--- START ---

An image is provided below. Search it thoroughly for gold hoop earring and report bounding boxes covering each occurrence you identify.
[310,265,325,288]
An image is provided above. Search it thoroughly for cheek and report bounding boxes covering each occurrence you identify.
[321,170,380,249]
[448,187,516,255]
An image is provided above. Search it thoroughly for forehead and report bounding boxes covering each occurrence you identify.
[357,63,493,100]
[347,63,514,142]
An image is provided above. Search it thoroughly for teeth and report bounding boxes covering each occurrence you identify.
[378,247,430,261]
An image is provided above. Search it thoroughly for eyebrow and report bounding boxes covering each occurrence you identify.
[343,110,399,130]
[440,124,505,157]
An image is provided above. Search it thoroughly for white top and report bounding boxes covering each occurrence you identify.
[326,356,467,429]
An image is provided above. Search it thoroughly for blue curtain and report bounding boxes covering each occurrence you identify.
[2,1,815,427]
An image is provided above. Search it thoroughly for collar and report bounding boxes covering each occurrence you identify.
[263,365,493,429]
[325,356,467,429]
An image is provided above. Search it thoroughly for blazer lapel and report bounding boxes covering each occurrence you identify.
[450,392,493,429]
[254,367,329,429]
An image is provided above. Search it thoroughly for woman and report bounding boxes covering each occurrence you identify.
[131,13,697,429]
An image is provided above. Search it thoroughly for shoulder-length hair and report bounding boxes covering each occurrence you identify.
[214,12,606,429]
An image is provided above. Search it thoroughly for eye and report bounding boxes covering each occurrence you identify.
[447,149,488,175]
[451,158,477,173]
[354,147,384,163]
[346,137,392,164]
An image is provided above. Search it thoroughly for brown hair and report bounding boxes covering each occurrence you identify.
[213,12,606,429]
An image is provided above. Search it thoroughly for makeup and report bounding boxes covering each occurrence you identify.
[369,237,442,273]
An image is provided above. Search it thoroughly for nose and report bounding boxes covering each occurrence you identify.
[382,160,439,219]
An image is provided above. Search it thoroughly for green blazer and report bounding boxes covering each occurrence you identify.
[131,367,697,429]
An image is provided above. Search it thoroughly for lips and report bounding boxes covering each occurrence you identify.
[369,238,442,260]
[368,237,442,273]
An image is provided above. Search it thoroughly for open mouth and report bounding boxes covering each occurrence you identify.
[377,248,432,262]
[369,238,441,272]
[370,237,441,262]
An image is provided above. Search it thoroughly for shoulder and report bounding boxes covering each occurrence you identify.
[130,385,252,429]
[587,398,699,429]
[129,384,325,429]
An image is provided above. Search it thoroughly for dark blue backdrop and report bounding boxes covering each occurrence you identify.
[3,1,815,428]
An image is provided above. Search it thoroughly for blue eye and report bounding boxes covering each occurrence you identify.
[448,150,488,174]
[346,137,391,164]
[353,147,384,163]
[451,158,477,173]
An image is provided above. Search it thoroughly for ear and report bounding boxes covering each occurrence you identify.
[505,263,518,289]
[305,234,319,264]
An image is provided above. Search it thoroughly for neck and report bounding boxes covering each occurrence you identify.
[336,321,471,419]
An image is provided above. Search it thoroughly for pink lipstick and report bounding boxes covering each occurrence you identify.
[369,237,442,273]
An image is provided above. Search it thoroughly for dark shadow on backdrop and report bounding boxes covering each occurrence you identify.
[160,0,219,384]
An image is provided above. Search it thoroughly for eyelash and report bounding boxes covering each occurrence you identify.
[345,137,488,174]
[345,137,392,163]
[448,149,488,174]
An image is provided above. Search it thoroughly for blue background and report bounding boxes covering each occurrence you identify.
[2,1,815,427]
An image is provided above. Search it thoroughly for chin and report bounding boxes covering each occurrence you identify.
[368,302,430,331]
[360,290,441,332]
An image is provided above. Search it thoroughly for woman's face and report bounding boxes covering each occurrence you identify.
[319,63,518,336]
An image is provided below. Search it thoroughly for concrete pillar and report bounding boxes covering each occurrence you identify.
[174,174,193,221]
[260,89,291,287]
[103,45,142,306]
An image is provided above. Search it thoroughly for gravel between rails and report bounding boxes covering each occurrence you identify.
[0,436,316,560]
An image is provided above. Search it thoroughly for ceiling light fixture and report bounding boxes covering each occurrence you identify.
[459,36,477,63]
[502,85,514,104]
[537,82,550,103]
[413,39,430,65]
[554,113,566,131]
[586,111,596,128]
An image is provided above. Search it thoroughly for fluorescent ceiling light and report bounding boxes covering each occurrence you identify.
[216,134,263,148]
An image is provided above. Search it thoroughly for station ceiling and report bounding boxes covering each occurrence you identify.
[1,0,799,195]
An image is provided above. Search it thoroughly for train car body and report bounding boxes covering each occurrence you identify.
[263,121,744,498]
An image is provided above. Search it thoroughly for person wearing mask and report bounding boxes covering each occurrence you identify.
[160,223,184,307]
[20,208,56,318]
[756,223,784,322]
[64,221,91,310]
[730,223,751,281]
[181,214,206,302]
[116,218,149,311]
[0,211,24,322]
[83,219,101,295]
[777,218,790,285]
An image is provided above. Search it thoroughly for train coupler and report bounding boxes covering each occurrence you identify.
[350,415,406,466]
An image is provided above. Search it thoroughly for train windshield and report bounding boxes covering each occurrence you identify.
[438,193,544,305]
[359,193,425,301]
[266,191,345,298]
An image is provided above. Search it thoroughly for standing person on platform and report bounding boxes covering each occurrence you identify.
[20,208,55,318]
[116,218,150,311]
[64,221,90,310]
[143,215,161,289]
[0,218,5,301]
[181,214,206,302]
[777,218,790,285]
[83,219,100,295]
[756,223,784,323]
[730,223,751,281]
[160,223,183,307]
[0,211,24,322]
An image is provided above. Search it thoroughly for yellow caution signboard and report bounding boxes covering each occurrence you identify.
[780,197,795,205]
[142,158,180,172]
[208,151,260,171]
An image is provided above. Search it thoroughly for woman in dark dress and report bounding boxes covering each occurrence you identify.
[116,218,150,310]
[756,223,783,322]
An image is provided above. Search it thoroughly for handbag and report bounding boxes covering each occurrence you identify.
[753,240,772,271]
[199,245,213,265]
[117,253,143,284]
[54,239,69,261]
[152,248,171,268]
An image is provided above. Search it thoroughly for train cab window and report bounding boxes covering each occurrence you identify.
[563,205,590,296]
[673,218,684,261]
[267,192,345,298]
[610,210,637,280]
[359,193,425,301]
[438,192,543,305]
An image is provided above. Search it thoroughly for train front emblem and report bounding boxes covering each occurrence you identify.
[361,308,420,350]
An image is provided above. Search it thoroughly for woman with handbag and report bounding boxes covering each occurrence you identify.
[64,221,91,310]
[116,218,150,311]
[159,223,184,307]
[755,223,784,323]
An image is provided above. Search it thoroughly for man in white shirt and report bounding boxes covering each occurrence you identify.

--- END ---

:: EXERCISE DETAILS ::
Every line above should be output exactly as it stands.

:: ANSWER TO THIS TASK ::
An image is provided below. Search it thoroughly for gold hoop earring and report bounding boxes covering each occurrence you identify.
[310,265,325,288]
An image is provided above. Search it thoroughly for cheek and report bounding boxes covering each occurrence you identify.
[321,170,380,249]
[448,187,516,255]
An image is provided above. Search it thoroughly for forehead and report bounding boxes covering each occurrence you identify.
[357,63,493,100]
[347,63,514,142]
An image is provided above. Search it thoroughly for teeth and report bounding boxes covering each occurrence you identify.
[378,247,430,261]
An image is provided above. Search it thoroughly for eyebrow and report bounding boxes covering each occurrence you identify.
[343,110,399,130]
[440,124,505,157]
An image is provided above. Search it thoroughly for white top and report bounding boxes covering each occurrence you identify.
[326,356,467,429]
An image is provided above. Search it thoroughly for blue curtain and report bounding boxes covering each occurrence you identify.
[2,1,815,427]
An image is provided above. Search it thoroughly for collar and report bounding boxes covering each occurrence you identify.
[263,365,493,429]
[325,356,467,429]
An image is provided above. Search it thoroughly for blazer lapel and report bounding boxes covering each occurrence you identify.
[450,392,493,429]
[254,367,329,429]
An image is provided above. Search it thoroughly for woman and report bounding boxes covering each occurrence you identify.
[131,13,697,429]
An image is provided above. Search it thoroughly for shoulder-length hair and report bounding boxes covering each occurrence you identify.
[214,12,606,429]
An image is provided above. Search it thoroughly for eye and report bounding boxes covering each occurrence you identify.
[447,149,488,175]
[451,158,477,173]
[354,147,384,163]
[346,137,392,164]
An image is provided above. Search it thoroughly for brown hair and report bounding boxes covering each occurrence you identify.
[213,12,606,429]
An image is provided above. Search it thoroughly for makeup and report bounding boxes covering each occurrence you identify.
[369,237,442,273]
An image is provided above. Search it thoroughly for nose and report bounding boxes covering each occurrence you identify.
[382,160,439,219]
An image is provided above. Search it thoroughly for green blazer and report bounding boxes covering each occurrence you identify.
[131,367,697,429]
An image is provided above. Search it thoroughly for lips and report bounding boxes covering each occurrence you identify.
[369,238,442,260]
[368,237,442,273]
An image is provided above. Search it thoroughly for open mouth and report bounding boxes covering each occurrence you identify.
[377,248,432,262]
[369,238,441,272]
[370,237,441,262]
An image is provided above. Search it thoroughly for shoulder and report bounding boxes covering each occurrence you identify.
[130,385,252,429]
[587,398,699,429]
[129,384,325,429]
An image is provided above. Search it thoroughly for dark blue backdrop and report bounding boxes covering each occurrence you identify.
[3,1,815,428]
An image is provided above. Search it thoroughly for blue eye and report bounding boxes covering each occurrence you identify.
[448,150,488,174]
[346,137,391,164]
[353,147,384,163]
[451,158,477,173]
An image is provided above. Search it thoroughly for ear and report bounding boxes covering each occurrence you identify.
[505,263,518,289]
[305,234,319,264]
An image is provided above. Search it thoroughly for neck and report bounding boxes covering each occurrence you identify.
[336,321,471,419]
An image is provided above. Search it thoroughly for pink lipstick and report bounding boxes covering each occurrence you identify.
[369,237,442,273]
An image is provided above. Search it thoroughly for dark shadow on backdrop and report bounding boxes covering each occurrence you identify.
[160,0,219,384]
An image is provided above. Search it thoroughly for eyelash and report bounding boxes covering each occurrence you identify.
[345,137,488,174]
[345,137,392,163]
[448,149,488,174]
An image is provided above. Search it thoroughly for blue background and report bounding boxes covering each occurrence you identify.
[2,1,815,427]
An image is provided above. Search it thoroughly for chin and report bounding boxes covering each occurrence you identify.
[368,302,430,331]
[360,290,441,332]
An image is provided above. Search it thoroughly for woman's face and report bounding boxes covering each occurrence you identify.
[319,63,518,336]
An image is provided below. Search it thoroughly for concrete pillar and report bounding boxes covering each occurrence you identify.
[174,174,193,221]
[260,89,291,287]
[103,45,142,306]
An image is provided above. Search it thoroughly for gravel between rails and report bounding boxes covering each occurrence you identify.
[0,436,316,560]
An image is provided above. Search it thoroughly for ceiling light fixture and report bounding boxes covering each occurrence you identify.
[459,36,477,63]
[502,85,514,104]
[537,82,550,103]
[413,39,430,65]
[554,113,566,131]
[586,111,596,128]
An image is provided above. Search it thoroughly for fluorescent ceiling light and report bounding boxes covering each occurrence you identify.
[216,134,263,148]
An image is provided above. Search it thoroughly for station ceiling and report bounding boxes covering each occurrence you identify.
[1,0,799,195]
An image is provided above. Search it thoroughly for train car body and report bounding boxes covering each occurrence you identify.
[263,121,744,498]
An image is provided above. Search it thoroughly for person wearing mask and report bounding boxes covering each occurrence you identify.
[160,223,184,307]
[20,208,56,318]
[756,223,784,322]
[64,221,91,310]
[730,223,751,281]
[181,214,206,302]
[116,218,149,311]
[0,211,24,322]
[83,219,101,295]
[777,218,790,285]
An image is provided above. Search it thoroughly for train coupler and report bounding boxes covering each occurrence you identify.
[350,415,406,466]
An image is provided above. Search it thoroughly for train windshield and report bounding boxes covering each occurrence you identify.
[438,193,544,305]
[359,193,425,301]
[266,191,345,298]
An image is provided above. Search it thoroughly for standing person on platform and report bounding boxes covering each occurrence you identify.
[20,208,55,318]
[116,218,150,311]
[64,221,90,310]
[143,215,161,289]
[0,218,5,301]
[181,214,206,302]
[777,218,790,285]
[83,219,100,295]
[756,223,784,323]
[730,223,751,281]
[160,223,183,307]
[0,211,24,322]
An image is provided above. Search it thoroughly for yellow caution signboard and report bounding boxes covering each occurrence you identify.
[780,197,795,205]
[142,158,180,172]
[208,151,260,171]
An image is provided above. Search it thoroughly for woman in dark dress and report bounding boxes covering each occurrence you identify.
[116,218,150,310]
[756,223,783,322]
An image is provided above. Search it thoroughly for handbag and report bounding boxes covering each occurrence you identify.
[753,240,772,271]
[199,245,213,265]
[117,253,143,284]
[54,239,69,261]
[152,248,171,268]
An image is provided above. Search it thoroughly for train cab window and report bounding boxes covering each occurrence you identify.
[563,205,590,296]
[673,218,684,261]
[267,192,345,298]
[610,210,637,280]
[359,193,425,301]
[438,192,543,305]
An image is provided above. Search it thoroughly for train front emblem and report bounding boxes covering each occurrence you identify.
[361,308,420,350]
An image is provided above. Search it thoroughly for woman with handbag and report bounding boxes covering each occurrence you identify.
[64,221,91,310]
[116,218,150,311]
[159,223,184,307]
[755,223,784,323]
An image is provided above. Search it thoroughly for man in white shirt and report bounding boxes covering each occurrence you identify.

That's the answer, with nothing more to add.